Dataset rows:
------------------------------------------------

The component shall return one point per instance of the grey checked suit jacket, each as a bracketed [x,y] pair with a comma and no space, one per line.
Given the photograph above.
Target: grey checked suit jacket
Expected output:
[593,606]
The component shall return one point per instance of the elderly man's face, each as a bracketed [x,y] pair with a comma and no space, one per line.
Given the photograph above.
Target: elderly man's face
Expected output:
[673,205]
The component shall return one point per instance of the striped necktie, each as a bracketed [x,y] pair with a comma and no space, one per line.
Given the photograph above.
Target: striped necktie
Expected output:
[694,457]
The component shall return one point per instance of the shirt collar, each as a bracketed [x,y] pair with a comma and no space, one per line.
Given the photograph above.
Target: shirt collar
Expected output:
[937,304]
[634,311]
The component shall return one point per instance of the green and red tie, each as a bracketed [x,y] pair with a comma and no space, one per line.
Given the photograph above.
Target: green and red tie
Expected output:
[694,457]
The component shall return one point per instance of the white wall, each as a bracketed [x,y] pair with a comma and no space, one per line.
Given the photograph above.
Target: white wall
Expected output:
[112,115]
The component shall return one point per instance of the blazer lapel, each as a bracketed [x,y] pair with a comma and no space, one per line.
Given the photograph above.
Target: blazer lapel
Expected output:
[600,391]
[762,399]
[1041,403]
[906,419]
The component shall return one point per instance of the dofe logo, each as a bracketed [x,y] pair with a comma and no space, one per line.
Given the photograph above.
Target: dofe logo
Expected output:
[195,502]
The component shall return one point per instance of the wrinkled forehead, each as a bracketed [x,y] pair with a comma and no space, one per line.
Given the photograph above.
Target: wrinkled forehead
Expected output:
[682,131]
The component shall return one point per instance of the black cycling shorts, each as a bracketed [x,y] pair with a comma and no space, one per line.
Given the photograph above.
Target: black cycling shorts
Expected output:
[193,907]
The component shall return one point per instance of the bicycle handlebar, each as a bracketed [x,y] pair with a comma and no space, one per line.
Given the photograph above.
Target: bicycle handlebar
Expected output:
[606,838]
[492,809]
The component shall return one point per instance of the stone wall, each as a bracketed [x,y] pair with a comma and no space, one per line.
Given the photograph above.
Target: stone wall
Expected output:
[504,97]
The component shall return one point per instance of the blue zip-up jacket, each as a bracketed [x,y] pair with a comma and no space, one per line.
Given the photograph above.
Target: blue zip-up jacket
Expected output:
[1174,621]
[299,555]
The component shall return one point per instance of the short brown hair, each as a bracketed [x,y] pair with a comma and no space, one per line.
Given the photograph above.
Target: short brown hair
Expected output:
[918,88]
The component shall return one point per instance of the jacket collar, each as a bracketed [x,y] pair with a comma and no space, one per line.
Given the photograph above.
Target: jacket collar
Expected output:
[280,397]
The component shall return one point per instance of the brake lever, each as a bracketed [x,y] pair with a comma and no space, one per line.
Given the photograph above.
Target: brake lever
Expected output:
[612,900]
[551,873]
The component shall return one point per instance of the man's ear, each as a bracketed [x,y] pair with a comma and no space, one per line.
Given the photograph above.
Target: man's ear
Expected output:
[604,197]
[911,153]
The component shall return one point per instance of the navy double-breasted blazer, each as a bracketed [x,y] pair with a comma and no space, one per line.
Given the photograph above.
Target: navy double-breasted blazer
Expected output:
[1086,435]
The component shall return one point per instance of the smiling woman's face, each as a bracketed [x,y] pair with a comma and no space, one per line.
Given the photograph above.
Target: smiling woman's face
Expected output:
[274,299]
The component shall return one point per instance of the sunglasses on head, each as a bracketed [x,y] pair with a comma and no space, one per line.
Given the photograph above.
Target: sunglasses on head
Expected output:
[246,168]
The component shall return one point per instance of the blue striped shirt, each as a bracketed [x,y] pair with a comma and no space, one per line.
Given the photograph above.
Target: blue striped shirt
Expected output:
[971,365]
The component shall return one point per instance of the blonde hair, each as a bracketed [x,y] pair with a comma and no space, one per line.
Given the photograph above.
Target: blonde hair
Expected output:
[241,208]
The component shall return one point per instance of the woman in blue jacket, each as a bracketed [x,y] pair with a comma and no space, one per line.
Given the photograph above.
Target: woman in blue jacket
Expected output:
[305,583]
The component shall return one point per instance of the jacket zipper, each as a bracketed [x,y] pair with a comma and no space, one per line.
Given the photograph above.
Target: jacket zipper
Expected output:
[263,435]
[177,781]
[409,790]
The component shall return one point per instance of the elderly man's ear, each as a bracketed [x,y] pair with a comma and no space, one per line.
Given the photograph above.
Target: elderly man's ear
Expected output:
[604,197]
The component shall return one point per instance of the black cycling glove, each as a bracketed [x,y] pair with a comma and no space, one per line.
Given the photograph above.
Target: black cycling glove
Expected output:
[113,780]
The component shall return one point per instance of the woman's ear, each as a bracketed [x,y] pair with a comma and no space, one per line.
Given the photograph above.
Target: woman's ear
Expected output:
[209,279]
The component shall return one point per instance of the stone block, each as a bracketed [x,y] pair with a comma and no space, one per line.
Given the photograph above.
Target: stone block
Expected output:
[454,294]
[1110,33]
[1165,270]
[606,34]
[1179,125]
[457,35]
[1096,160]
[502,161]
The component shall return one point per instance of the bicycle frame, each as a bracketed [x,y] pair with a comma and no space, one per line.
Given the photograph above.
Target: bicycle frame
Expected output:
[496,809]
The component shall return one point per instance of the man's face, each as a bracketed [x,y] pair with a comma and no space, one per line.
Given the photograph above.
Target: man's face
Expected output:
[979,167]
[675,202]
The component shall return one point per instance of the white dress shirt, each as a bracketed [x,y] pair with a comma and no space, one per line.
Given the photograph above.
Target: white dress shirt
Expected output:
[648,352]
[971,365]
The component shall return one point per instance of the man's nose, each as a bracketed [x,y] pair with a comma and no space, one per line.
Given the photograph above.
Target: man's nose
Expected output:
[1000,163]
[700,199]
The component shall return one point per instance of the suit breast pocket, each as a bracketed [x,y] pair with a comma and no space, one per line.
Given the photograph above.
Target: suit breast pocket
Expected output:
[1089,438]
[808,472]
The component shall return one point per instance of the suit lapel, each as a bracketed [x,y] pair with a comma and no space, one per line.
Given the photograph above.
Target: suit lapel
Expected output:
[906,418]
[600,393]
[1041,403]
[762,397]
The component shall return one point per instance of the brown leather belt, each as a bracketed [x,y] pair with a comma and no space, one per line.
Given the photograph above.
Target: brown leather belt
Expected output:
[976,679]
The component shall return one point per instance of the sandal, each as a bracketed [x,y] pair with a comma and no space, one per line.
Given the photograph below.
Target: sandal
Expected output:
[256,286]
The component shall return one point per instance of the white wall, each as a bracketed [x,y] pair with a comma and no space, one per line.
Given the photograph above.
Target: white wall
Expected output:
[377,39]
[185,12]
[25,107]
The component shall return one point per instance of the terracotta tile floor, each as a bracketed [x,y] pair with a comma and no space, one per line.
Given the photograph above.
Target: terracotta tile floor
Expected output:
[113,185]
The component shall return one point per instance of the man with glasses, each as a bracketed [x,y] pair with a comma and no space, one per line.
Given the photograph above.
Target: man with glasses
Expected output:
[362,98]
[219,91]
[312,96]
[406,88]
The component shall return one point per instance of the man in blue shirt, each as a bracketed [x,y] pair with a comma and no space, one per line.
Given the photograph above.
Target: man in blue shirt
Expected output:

------------------------------------------------

What you are asked to do: Starting at the line that contains "the suit breast", print every line through the end of the listing, word for word. Leave out all the rest.

Answer in full:
The component shall return one point per instance of the suit breast pocket, each as a bracketed [x,y] pair with a comma and no space, one per line.
Given the photograph above.
Target: suit breast pocket
Expected output:
[1089,438]
[808,472]
The component shall return one point per instance of the suit lapel, each as a bracketed [x,y] pair with a comma and no space, one per line.
Given the photograph above.
Target: suit lapel
Expected output:
[906,418]
[600,393]
[1041,403]
[762,397]
The component shall return one point per instance of the brown leather belt, each as a bracketed [x,y] pair with a comma and no space, one per line.
Given the photograph above.
Target: brown leather belt
Expected output:
[976,679]
The component shall return one point per instance of the sandal, each as a bracketed [x,y] pair with a comma and no space, one per line.
Given the photograph below.
Target: sandal
Expected output:
[256,286]
The component shall return one point per instance of the white wall, each as a bracketed [x,y] pair with a comma and no space, one per line.
Given the photograph above.
Target: white wall
Expected output:
[377,39]
[185,12]
[25,107]
The component shall return one point per instance of the terracotta tile floor, each as a bracketed [x,y] pair with a comma and no space, one per line.
Given the photograph above.
Target: terracotta tile floor
Expected output:
[113,185]
The component shall return one point per instance of the man with glasses, each as a bracketed [x,y] pair with a comma and no space, one per line.
Given the photograph above.
Target: man with glasses
Expected output:
[362,98]
[219,91]
[312,96]
[406,88]
The component shall return one point per instance of the man in blue shirt, each as a bracketed [x,y] pair with a comma and no space, one per line.
Given the photograph above.
Target: man in blue shirt
Expected output:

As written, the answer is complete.